矢野2軍監督インタビュー チーム盗塁数 断トツ77で首位爆走のワケ

 阪神2軍は現在、ウエスタン・リーグで首位を快走中だ。チーム盗塁数77はリーグ断トツ。今季からチームを率いる矢野燿大2軍監督(49)が、超積極的野球の秘密を語った。

  ◇  ◇

 -現在ウエスタン・リーグ首位。ここまでの結果は想像以上か。

 「結果というところは初めてのことだし想像できなくて。2軍は、開幕も1軍に入れなかったヤツが残ってメンバーが決められないから。順位は全く想像していなかったし、初めてのことでイメージが湧かなかった」

 -その中で結果として盗塁数も数字で表れている。手応えは。

 「こんなにできるとは思っていなかった。『許し』とか、『解放』とかそういう感じで選手の可能性を広げたいのが一番にあって。『アウトになっていいよ、どんどん行けよ』って言うことで、そういうところが解放されて、自分の可能性を広げてくれたら、1軍で盗塁できる可能性ができてくるやろうし。全体としてそういうのがあったから数も増えたのかな」
——
§ 練習問題:
- a) 矢野2軍監督のインタビューから、「阪神2軍は現在、ウエスタン・」で始まり「-その中で結果として盗塁数も数字で表れている。手応えは。」で終わる部分を、一字一句違えずに書き写しなさい。
- b) 矢野2軍監督のインタビューで「こんなにできるとは」で始まる段落を、主な内容を残して箇条書きにまとめなさい。

§ データ抜粋:
——
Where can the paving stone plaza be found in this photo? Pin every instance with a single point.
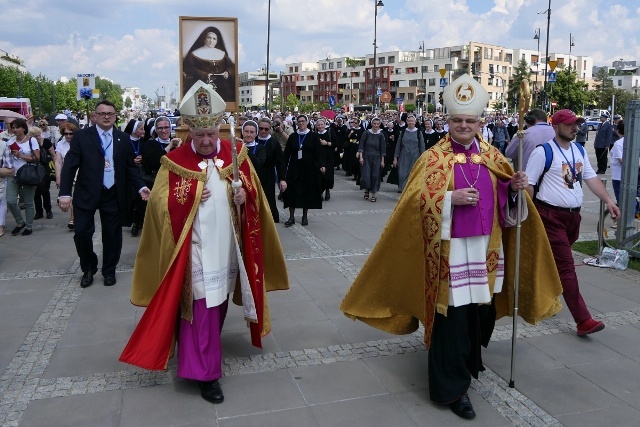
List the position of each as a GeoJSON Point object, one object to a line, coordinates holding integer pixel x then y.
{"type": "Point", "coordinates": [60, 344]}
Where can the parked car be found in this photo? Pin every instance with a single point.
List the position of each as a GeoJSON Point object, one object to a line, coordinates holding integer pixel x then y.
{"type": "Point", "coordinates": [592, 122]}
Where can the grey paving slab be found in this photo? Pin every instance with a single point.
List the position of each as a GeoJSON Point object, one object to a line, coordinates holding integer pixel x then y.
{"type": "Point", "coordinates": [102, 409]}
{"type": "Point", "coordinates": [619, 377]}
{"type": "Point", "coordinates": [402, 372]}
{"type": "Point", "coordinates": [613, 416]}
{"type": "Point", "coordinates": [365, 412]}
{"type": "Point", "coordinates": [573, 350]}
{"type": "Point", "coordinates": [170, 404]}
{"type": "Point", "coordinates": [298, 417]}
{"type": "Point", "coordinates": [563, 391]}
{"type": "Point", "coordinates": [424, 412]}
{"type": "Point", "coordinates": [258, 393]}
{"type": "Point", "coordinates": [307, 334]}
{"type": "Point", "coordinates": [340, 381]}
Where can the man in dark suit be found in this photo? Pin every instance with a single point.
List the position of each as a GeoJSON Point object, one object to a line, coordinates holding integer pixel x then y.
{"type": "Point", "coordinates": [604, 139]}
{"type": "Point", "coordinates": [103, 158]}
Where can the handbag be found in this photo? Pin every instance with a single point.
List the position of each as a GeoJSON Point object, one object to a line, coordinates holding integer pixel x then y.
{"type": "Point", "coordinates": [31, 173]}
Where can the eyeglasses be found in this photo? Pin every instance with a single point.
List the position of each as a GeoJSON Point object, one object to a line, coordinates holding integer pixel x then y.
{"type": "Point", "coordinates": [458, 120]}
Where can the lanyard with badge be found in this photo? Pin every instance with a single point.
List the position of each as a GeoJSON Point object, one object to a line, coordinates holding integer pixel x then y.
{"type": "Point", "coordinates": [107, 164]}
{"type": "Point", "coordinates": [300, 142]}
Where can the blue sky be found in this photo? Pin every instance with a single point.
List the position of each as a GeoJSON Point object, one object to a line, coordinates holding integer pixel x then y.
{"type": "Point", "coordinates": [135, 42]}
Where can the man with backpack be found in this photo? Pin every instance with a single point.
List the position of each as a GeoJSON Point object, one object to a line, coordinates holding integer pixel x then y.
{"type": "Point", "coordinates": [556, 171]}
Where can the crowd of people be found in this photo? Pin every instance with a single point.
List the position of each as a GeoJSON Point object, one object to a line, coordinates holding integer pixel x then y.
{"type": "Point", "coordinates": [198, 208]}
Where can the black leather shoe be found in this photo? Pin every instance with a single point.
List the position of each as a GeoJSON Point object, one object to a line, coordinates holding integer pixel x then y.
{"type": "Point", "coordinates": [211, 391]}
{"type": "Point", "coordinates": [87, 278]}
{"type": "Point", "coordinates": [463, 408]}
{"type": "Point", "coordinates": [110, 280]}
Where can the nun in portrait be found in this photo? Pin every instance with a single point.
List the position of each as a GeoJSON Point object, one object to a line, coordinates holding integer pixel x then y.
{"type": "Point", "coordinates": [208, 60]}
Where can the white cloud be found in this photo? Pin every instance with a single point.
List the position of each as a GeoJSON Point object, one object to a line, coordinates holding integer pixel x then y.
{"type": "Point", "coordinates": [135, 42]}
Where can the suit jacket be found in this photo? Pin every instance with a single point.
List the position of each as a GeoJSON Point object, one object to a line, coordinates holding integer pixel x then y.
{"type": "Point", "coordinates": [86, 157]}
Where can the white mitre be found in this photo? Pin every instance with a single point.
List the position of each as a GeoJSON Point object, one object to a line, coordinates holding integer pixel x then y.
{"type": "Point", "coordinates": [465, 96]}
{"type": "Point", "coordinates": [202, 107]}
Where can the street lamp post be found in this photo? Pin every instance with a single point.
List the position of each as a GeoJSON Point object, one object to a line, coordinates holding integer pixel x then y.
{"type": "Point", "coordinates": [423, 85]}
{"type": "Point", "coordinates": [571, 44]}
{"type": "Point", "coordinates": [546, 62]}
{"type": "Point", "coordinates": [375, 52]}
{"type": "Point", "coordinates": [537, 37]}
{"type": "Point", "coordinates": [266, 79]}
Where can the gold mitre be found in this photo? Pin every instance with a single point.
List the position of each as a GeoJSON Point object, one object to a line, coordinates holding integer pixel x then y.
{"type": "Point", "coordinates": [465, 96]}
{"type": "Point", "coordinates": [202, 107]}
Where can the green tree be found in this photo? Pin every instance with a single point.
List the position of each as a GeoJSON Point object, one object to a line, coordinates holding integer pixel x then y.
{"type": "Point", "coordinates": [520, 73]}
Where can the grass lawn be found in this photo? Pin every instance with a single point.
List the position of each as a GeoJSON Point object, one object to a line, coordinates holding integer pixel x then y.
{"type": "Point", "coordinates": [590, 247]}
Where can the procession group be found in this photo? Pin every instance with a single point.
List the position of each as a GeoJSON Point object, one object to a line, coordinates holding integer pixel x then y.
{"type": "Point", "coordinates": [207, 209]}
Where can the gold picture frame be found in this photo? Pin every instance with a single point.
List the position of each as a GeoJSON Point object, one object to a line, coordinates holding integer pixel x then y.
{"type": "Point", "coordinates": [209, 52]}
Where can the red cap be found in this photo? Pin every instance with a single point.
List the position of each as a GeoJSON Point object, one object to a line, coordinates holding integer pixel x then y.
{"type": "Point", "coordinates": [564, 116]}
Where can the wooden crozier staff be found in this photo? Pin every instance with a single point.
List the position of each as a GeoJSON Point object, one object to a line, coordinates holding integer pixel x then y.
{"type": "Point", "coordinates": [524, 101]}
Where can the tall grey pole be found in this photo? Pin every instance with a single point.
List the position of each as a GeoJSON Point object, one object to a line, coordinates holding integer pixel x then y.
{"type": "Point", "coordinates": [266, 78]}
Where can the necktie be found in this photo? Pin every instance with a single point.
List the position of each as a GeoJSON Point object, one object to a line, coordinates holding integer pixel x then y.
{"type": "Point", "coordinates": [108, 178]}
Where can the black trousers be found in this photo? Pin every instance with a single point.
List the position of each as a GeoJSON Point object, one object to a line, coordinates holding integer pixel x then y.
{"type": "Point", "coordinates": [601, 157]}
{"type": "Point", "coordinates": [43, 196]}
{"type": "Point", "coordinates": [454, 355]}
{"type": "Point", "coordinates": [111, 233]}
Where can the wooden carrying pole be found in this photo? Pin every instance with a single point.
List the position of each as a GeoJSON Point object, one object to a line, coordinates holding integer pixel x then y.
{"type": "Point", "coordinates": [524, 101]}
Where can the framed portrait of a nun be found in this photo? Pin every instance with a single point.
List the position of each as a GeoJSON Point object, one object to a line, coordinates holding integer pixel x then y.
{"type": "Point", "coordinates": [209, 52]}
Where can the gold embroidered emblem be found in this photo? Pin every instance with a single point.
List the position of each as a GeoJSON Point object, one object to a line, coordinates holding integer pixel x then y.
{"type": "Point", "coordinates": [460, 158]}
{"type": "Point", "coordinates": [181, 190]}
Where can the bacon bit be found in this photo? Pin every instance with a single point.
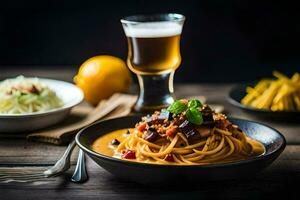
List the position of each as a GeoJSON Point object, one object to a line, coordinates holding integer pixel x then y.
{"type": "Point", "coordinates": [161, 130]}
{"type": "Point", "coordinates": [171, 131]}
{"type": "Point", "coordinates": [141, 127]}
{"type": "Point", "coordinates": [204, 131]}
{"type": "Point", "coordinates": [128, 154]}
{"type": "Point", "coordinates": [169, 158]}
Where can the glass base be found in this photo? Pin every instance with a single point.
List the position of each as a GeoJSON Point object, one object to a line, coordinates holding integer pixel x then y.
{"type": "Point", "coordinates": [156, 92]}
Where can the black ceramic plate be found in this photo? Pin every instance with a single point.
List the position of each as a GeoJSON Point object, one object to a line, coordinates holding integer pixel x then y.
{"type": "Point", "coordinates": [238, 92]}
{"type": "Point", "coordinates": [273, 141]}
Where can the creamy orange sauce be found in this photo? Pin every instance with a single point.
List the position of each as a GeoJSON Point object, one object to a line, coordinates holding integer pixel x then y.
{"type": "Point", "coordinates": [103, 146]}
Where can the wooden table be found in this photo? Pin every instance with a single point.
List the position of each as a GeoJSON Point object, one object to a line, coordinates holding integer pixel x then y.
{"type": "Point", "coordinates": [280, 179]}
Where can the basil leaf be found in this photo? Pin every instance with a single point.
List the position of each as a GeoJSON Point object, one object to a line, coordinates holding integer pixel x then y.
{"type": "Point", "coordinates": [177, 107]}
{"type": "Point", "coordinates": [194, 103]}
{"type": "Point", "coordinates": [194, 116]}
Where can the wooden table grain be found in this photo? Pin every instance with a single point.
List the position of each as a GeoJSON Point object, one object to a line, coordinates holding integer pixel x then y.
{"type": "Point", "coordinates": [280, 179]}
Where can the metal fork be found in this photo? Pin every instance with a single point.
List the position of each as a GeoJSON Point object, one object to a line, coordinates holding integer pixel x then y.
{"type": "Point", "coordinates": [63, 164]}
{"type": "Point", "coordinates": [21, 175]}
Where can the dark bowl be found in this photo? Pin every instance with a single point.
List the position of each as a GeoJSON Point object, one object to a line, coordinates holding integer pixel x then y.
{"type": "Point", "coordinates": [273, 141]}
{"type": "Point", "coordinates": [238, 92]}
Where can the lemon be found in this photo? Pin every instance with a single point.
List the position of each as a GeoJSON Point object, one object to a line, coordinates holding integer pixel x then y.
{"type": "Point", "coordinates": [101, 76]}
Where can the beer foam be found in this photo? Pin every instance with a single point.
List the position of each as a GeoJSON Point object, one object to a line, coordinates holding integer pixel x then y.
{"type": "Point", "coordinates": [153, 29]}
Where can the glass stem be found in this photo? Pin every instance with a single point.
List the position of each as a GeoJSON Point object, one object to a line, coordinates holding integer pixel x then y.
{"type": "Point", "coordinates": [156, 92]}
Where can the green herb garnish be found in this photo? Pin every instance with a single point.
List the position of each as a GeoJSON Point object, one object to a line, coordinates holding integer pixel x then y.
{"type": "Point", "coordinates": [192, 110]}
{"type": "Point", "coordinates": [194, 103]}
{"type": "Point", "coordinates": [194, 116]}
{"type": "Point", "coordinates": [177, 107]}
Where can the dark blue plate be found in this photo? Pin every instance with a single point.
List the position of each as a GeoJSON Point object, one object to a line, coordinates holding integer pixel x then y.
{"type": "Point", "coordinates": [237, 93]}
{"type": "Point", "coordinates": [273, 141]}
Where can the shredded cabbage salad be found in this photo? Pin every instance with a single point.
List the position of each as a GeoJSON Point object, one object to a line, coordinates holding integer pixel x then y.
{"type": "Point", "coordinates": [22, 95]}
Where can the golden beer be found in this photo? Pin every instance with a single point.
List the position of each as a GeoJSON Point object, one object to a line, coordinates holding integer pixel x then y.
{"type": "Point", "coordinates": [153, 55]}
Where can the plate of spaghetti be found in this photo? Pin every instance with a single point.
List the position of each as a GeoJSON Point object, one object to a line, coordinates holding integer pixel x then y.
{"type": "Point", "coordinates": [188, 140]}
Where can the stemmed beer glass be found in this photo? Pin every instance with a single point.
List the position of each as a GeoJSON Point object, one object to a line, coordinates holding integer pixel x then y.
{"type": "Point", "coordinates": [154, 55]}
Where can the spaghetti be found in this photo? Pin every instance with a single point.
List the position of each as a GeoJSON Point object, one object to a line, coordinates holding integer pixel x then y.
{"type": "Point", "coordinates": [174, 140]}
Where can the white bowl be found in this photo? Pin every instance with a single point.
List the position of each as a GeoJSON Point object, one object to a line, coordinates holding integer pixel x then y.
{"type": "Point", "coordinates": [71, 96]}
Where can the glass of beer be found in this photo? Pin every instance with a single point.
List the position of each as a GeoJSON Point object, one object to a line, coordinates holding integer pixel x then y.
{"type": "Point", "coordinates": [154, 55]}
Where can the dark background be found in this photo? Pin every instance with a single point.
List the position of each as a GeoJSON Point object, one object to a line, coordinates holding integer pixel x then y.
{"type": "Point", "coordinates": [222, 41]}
——
§ 解答例:
- a)
阪神2軍は現在、ウエスタン・リーグで首位を快走中だ。チーム盗塁数77はリーグ断トツ。今季からチームを率いる矢野燿大2軍監督(49)が、超積極的野球の秘密を語った。

  ◇  ◇

 -現在ウエスタン・リーグ首位。ここまでの結果は想像以上か。

 「結果というところは初めてのことだし想像できなくて。2軍は、開幕も1軍に入れなかったヤツが残ってメンバーが決められないから。順位は全く想像していなかったし、初めてのことでイメージが湧かなかった」

 -その中で結果として盗塁数も数字で表れている。手応えは。

- b)
・盗塁がこれほどできるとは思っていなかった。
・「許し」や「解放」によって選手の可能性を広げることを一番に考えている。
・「アウトになっていいよ、どんどん行けよ」と声をかけて選手を解放し、1軍で盗塁できる可能性につなげたい。
・チーム全体にそうした姿勢があったから盗塁数も増えたのではないかと考えている。